AIM OF THE EXERCISE:
Copy out word for word the lines of the entries below, from the line with "Place a point on every instance of the white" up to and including the line with "pixel 62 65", and give nothing else.

-- START OF MATERIAL FOR THE TASK --

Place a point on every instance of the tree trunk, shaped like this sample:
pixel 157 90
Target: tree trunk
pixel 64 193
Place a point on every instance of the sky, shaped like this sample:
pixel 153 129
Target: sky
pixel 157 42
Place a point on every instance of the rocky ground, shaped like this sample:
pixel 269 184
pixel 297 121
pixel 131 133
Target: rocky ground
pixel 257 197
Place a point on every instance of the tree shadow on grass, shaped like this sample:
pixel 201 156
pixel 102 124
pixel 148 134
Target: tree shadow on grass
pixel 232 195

-- END OF MATERIAL FOR THE TASK --
-- START OF MATERIAL FOR THE TASK --

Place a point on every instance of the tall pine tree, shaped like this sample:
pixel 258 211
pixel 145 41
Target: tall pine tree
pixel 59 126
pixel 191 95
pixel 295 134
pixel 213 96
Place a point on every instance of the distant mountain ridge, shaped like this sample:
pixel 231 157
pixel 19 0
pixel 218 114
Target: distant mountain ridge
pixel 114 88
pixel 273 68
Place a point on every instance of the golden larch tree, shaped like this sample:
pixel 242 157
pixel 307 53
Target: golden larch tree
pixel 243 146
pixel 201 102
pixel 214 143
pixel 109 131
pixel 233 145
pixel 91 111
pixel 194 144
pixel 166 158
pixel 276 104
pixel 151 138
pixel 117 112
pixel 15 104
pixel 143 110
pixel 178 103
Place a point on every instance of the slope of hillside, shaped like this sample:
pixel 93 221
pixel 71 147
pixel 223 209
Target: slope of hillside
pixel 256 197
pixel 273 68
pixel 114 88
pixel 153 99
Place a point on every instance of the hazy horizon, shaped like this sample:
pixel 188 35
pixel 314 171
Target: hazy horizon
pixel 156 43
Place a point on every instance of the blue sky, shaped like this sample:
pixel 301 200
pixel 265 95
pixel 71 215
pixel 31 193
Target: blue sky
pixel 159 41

-- END OF MATERIAL FOR THE TASK --
-- START OF MATERIAL FOR THE TASK --

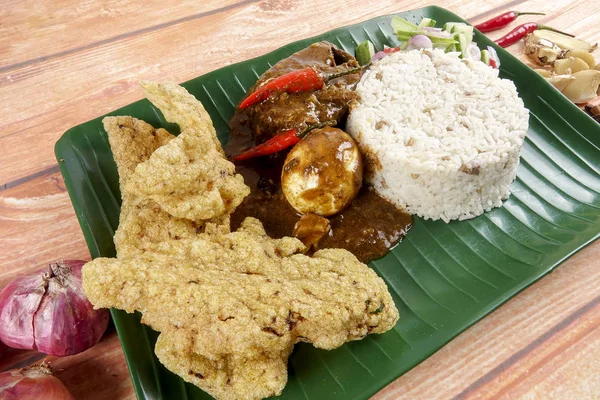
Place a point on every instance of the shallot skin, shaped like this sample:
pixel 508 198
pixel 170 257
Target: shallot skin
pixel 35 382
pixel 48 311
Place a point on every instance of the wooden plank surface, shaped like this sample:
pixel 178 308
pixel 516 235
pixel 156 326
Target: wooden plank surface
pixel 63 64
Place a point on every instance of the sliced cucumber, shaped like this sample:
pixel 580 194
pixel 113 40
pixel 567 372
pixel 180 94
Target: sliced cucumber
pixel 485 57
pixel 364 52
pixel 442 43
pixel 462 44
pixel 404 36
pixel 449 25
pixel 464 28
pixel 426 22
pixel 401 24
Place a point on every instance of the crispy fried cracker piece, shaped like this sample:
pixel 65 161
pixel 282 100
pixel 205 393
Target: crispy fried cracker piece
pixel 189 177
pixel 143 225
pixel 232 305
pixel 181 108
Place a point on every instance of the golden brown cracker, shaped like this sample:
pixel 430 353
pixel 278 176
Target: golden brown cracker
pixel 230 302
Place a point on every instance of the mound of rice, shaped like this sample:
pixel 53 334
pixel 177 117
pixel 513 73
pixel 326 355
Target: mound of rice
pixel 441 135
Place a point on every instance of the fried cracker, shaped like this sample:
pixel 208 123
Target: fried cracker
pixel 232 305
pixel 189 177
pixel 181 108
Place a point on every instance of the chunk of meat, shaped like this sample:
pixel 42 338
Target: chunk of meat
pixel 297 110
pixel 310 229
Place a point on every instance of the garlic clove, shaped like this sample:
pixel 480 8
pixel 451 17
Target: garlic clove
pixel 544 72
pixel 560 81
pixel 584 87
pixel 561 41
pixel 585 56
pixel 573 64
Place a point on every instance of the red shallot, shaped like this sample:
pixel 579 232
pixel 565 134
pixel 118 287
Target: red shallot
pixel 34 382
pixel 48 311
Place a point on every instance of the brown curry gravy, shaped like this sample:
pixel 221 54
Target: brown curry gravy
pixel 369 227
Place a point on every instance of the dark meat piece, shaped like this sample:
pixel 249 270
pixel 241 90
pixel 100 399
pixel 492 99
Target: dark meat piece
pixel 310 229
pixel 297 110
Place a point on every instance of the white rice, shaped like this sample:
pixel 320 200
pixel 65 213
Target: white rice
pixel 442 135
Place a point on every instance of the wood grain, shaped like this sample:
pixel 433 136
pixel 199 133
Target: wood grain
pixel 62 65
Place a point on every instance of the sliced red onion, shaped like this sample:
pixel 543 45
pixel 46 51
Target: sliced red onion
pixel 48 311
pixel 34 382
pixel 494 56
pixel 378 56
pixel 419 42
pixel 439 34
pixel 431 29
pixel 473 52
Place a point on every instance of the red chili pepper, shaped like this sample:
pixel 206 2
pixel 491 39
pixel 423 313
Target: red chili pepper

-- END OF MATERIAL FOR THE TASK --

FULL SOLUTION:
Place a point on every instance of the white rice, shaped like this sample:
pixel 320 200
pixel 65 213
Target: white rice
pixel 442 135
Place a point on every instance of the wood grain, shaped like this sample:
pixel 433 136
pixel 199 133
Target: wood grain
pixel 62 65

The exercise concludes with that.